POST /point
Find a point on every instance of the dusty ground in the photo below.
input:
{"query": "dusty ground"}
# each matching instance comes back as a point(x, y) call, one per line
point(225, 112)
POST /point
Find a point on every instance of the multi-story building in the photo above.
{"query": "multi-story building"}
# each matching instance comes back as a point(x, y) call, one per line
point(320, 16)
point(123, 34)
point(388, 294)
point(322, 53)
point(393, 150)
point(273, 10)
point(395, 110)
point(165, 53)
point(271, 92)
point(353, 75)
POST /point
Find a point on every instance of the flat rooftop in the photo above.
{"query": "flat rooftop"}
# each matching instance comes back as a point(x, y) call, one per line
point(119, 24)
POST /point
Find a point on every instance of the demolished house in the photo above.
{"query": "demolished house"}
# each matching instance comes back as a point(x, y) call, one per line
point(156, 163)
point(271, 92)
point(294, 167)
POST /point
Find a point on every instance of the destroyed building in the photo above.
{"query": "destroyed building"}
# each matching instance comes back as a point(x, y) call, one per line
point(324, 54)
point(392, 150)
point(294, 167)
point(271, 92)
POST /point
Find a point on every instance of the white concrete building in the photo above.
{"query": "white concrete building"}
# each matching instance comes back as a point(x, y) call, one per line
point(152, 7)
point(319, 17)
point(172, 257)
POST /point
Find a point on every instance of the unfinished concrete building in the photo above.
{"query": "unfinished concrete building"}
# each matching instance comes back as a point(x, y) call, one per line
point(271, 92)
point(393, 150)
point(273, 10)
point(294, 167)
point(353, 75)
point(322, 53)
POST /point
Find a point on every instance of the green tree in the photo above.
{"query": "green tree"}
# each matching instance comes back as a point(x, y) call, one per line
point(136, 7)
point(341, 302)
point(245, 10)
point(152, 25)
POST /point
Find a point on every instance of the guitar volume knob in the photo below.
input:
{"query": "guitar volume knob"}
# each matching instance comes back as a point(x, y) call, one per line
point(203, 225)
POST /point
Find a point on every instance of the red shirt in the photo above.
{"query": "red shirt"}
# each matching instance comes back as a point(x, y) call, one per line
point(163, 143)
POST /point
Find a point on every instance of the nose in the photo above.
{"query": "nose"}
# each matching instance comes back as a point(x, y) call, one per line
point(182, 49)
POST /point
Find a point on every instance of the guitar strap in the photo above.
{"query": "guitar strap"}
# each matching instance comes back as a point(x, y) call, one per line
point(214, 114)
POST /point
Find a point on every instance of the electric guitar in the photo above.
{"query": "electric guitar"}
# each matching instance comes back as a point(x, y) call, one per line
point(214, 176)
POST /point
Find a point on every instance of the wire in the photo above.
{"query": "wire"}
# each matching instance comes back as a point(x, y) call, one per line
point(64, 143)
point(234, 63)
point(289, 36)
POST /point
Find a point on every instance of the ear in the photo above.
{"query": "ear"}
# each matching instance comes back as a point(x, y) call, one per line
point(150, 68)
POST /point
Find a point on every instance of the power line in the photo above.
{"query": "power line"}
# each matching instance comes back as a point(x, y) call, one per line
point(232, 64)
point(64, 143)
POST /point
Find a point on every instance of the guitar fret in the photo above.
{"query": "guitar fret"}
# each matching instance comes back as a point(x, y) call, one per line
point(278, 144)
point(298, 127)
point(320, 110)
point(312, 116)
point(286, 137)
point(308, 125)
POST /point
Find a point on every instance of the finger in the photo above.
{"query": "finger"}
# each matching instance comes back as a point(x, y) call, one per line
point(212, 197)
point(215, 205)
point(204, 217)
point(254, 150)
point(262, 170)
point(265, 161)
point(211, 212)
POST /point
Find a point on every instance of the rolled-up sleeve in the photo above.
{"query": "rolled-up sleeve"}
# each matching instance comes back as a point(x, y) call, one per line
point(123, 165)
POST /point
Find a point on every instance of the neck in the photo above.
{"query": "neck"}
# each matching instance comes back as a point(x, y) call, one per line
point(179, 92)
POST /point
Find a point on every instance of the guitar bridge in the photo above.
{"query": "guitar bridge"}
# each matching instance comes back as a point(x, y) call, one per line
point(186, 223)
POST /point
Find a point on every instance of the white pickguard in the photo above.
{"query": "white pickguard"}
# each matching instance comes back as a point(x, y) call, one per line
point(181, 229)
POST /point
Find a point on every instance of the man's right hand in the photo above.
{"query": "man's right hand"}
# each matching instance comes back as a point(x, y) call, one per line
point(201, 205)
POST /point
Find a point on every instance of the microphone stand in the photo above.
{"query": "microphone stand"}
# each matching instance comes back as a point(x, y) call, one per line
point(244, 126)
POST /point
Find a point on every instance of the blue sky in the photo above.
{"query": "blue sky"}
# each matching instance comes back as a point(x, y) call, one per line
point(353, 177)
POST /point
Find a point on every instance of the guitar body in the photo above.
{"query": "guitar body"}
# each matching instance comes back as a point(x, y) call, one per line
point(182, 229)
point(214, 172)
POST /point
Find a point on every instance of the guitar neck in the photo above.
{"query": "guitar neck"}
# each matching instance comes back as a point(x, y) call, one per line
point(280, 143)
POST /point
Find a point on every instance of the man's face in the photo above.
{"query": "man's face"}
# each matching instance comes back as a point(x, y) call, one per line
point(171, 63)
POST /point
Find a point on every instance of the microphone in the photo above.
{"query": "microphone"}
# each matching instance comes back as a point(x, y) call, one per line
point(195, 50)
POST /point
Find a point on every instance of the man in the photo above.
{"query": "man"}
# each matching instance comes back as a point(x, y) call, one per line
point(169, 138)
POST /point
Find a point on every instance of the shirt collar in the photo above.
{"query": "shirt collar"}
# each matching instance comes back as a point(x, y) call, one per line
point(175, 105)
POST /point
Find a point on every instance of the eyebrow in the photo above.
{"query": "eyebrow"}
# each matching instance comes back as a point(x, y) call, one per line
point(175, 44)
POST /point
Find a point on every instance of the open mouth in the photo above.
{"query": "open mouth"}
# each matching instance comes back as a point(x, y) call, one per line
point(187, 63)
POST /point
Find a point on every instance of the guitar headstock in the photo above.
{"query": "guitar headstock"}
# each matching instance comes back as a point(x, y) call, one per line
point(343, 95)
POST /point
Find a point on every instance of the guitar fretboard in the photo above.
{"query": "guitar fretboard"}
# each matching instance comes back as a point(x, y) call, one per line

◇ ◇ ◇ ◇ ◇ ◇ ◇

Exercise task: Please reproduce the items from their start through the line holding "point(119, 24)", inclusive, requests and all, with every point coordinate in the answers scaled by 1.7 and rounded to a whole number, halves rounding up.

The response:
POST /point
Find a point on every instance of the dusty ground in the photo below.
input:
{"query": "dusty ground"}
# each matching instance comes back as a point(x, y) call, one per line
point(383, 190)
POST /point
Find a point on every instance of the multi-story building in the photo above.
{"query": "multi-story building"}
# each matching instance comes back as a point(x, y) call, one per line
point(544, 27)
point(209, 58)
point(660, 500)
point(547, 90)
point(668, 255)
point(464, 17)
point(672, 187)
point(281, 90)
point(461, 156)
point(600, 128)
POST /point
Find a point on every instance of the flat rooftop in the photo above.
{"query": "flat rooftop"}
# each matching instance comes back as a point(x, y) call, one per line
point(202, 41)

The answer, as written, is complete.